• _Provided data_:
# # # # #
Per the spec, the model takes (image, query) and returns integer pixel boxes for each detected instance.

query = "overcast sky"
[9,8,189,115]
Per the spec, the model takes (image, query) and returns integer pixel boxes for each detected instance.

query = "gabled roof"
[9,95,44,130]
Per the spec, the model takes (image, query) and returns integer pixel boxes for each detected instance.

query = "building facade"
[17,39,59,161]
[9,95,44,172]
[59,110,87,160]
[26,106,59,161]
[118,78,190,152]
# # # # #
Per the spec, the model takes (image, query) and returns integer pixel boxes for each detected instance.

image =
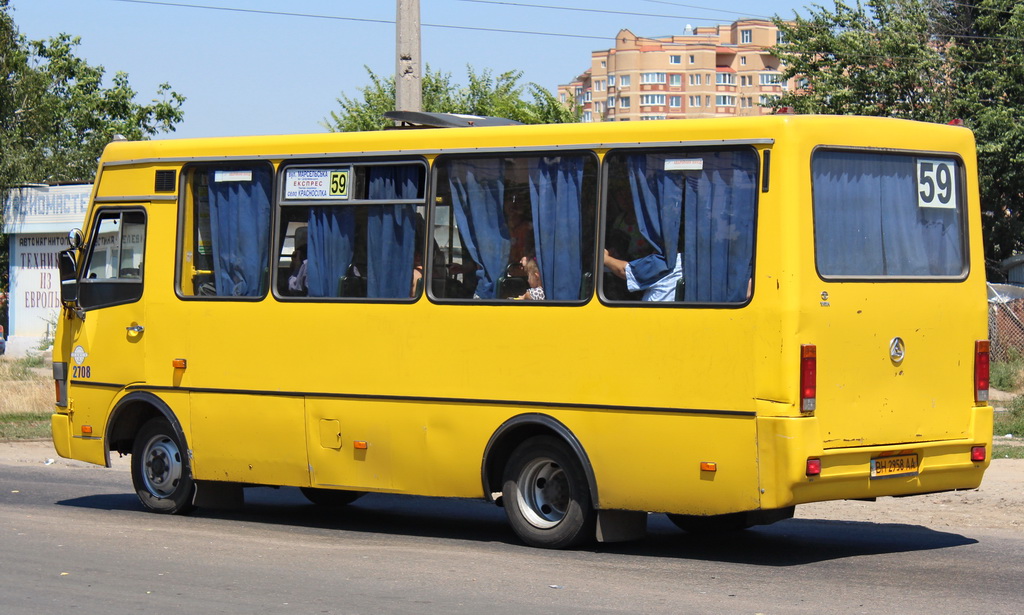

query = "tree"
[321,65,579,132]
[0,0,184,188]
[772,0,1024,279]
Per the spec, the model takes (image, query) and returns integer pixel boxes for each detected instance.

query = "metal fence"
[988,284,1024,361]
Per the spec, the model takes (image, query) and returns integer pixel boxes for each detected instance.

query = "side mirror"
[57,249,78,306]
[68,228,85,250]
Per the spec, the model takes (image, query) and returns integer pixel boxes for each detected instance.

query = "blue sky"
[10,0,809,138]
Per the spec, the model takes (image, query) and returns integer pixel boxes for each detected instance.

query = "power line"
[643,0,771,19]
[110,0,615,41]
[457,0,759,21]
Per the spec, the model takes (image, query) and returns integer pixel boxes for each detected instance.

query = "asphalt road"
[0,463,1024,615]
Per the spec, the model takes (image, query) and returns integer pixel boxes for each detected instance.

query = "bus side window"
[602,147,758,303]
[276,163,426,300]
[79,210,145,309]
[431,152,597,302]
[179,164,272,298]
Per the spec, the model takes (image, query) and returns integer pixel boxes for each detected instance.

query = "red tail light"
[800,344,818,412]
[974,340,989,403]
# # # # #
• _Task brief_: How many lines in the rows above contain the word "side"? Reply with the number alone.

• _Exercise response_: 2